**Exercise brief:**
Repeat the whole of the data, keeping every detail the same.

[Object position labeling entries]
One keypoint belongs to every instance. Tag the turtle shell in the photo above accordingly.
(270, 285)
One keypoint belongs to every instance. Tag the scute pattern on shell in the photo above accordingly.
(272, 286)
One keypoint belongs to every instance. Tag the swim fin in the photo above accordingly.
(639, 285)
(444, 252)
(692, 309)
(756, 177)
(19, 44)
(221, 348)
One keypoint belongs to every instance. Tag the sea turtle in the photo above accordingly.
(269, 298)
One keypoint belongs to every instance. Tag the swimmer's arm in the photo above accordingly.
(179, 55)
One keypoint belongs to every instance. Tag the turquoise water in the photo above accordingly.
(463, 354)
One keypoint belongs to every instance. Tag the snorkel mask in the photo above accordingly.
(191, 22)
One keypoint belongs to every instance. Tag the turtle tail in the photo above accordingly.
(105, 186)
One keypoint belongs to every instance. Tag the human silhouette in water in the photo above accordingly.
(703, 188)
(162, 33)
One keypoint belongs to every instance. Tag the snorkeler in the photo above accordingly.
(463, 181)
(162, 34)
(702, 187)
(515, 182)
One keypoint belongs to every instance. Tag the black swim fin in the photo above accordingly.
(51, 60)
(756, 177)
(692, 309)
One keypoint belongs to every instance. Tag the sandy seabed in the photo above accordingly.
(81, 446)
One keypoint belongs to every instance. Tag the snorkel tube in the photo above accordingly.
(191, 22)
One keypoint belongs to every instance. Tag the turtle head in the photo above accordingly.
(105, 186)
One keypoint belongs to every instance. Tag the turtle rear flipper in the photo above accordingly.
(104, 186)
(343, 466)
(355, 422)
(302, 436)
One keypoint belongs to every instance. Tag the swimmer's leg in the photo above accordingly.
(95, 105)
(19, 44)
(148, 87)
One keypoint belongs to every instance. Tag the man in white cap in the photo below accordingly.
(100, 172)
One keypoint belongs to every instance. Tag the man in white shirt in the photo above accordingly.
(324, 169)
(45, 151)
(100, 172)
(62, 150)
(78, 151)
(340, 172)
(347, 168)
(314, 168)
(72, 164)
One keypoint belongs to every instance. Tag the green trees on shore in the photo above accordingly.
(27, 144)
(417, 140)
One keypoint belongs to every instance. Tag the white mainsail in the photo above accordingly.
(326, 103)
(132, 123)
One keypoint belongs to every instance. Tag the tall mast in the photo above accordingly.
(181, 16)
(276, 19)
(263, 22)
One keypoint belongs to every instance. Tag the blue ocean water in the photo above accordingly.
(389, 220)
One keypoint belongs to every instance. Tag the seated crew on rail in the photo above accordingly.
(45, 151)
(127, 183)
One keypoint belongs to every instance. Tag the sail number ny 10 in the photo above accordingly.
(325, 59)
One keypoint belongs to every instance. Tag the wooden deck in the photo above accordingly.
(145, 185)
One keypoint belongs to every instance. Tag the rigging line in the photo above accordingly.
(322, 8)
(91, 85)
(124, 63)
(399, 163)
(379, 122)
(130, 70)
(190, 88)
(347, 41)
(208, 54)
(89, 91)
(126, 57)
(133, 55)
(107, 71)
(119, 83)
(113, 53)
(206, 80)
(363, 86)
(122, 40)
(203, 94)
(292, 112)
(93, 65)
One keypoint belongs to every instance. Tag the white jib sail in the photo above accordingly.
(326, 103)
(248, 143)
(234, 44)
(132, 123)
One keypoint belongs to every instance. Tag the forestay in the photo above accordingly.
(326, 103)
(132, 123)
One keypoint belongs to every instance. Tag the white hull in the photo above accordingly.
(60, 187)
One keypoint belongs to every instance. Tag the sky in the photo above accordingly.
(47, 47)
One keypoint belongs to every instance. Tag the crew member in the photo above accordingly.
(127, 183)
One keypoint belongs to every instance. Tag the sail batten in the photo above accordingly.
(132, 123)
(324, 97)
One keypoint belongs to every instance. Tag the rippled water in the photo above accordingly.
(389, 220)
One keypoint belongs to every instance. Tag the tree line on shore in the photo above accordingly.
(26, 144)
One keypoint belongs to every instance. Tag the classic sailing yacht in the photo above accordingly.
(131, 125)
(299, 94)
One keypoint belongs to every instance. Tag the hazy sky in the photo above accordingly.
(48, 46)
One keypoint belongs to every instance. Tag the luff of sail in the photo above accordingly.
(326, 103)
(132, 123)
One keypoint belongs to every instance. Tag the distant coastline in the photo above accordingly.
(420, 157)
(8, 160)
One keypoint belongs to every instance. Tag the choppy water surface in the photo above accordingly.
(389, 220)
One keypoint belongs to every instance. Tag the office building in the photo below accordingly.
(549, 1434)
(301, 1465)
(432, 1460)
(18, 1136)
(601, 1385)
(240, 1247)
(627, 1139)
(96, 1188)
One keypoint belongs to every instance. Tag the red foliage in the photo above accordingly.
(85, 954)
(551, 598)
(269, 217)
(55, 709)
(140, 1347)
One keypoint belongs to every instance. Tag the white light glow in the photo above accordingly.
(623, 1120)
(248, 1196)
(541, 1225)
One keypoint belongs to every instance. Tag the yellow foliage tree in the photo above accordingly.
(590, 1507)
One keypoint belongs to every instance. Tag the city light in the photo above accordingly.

**Correct answer:**
One keypoint belongs to every instance. Tag the turtle shell in the photo above accordingly.
(270, 285)
One keypoint belongs to every instance. Tag the scute pattern on shell in the photo above accordingly.
(272, 286)
One keypoint belongs to every instance. Tag the swim fin in the photo above accordingly.
(639, 285)
(444, 252)
(692, 309)
(756, 177)
(19, 44)
(221, 348)
One keypoint belongs to every instance. Tag the sea turtle in the photo above accordingly.
(269, 298)
One keypoint belongs to every instance. Tag the swimmer's arm in the photo above accordingly.
(179, 55)
One keypoint belongs to every instance. Tag the turquoise water in the photo above accordingly.
(463, 354)
One keypoint belongs to every instance. Tag the snorkel mask in the photo above accordingly.
(191, 22)
One keypoint belongs to every instance. Tag the turtle tail in the photo above accordingly.
(105, 186)
One keypoint belongs to every instance. Tag the human silhouette in water in the photo above accordingly.
(703, 188)
(162, 33)
One keypoint belongs to every instance. Tag the snorkeler in the photo above accordingly.
(463, 181)
(162, 34)
(702, 187)
(515, 182)
One keypoint belongs to every instance. Tag the black swim fin in the photo above accordingly.
(51, 60)
(756, 177)
(692, 309)
One keypoint belongs to every instance. Tag the sandy seabed in the photo above accordingly.
(81, 446)
One keypoint belongs to every instance. Tag the snorkel tube in the photo above accordingly.
(191, 22)
One keypoint belongs to every instance. Tag the turtle head in the photo above accordingly.
(105, 186)
One keypoint belongs to every instance. Tag the turtle rear flipper in the photo above accordingly.
(104, 186)
(343, 466)
(355, 422)
(302, 436)
One keypoint belongs to every instance. Tag the swimmer's leg in the photo above accordingly.
(95, 105)
(19, 44)
(148, 87)
One keypoint belongs to every instance. Tag the man in white cap in the photo below accordingly.
(100, 172)
One keypoint belongs to every instance. Tag the man in white shirt in the photo above accordingly.
(324, 169)
(45, 151)
(100, 172)
(62, 150)
(78, 151)
(340, 172)
(347, 168)
(314, 168)
(72, 164)
One keypoint belongs to every instance. Tag the green trees on shore in the photo above accordingly.
(27, 144)
(417, 140)
One keypoint belongs to every instance. Tag the white mainsail in the photo above accordingly.
(326, 103)
(132, 123)
One keypoint belongs to every instance. Tag the tall mast in the photo above accordingly.
(181, 16)
(276, 19)
(263, 22)
One keypoint belongs to every instance. Tag the blue ocean water in the photo above accordingly.
(389, 220)
One keypoint belongs to every instance. Tag the seated crew on rail in the photo above accordingly.
(45, 151)
(127, 183)
One keypoint belongs to every instance. Tag the sail number ny 10 in the photo above accordingly.
(325, 59)
One keypoint belongs to every instance. Tag the wooden deck in the photo above accordingly.
(145, 185)
One keypoint belongs to every instance. Tag the rigging line in the photo above accordingly.
(322, 8)
(91, 85)
(124, 63)
(399, 163)
(379, 122)
(130, 70)
(190, 88)
(347, 41)
(208, 54)
(89, 91)
(126, 57)
(133, 55)
(107, 71)
(119, 83)
(113, 53)
(206, 80)
(363, 86)
(122, 40)
(203, 94)
(292, 112)
(93, 65)
One keypoint belongs to every instance. Tag the white jib sail in the photo above accordingly.
(326, 103)
(248, 143)
(234, 44)
(132, 123)
One keypoint belongs to every instance. Tag the forestay in the photo above accordingly.
(326, 103)
(132, 123)
One keypoint belongs to every instance. Tag the white hull in the photo above accordingly.
(60, 187)
One keypoint belongs to every instance. Tag the sky in the photo above accordingly.
(47, 47)
One keypoint belongs to every instance. Tag the crew member in the photo above accordingly.
(127, 183)
One keypoint belongs to every instance. Tag the sail batten in the photo above accordingly.
(132, 123)
(324, 97)
One keypoint belongs to every instance. Tag the rippled water in the photo above accordingly.
(389, 220)
One keypoint belongs to every instance. Tag the tree line on shore in the photo above accordingly.
(26, 144)
One keypoint belongs to every instance. Tag the classic sailing yacht in the photo above accordingly.
(131, 125)
(299, 94)
One keypoint belongs to every instance. Tag the hazy sky in the photo above accordingly.
(48, 46)
One keypoint belongs to every instance. Tag the luff of sail in the photo above accordingly.
(326, 103)
(132, 123)
One keypoint belongs to every instance. Tag the distant coastline in the photo above accordingly.
(420, 157)
(8, 160)
One keypoint belongs to every instance. Tag the choppy water surface in the photo above accordingly.
(389, 220)
One keypoint belongs to every instance. Tag the office building in the photo below accordingly.
(549, 1434)
(301, 1465)
(432, 1460)
(18, 1136)
(601, 1385)
(240, 1247)
(627, 1139)
(96, 1188)
One keypoint belongs to every instance. Tag the red foliage in the photo above accordingly.
(85, 954)
(551, 598)
(269, 217)
(55, 709)
(140, 1347)
One keypoint belongs to every instance. Tag the white light glow in the photo above accordingly.
(623, 1120)
(248, 1196)
(541, 1225)
One keypoint belongs to every instance. Tag the yellow foliage tree in the photo above accordingly.
(590, 1507)
One keypoint belongs to every instance. Tag the city light in the photo above accordingly.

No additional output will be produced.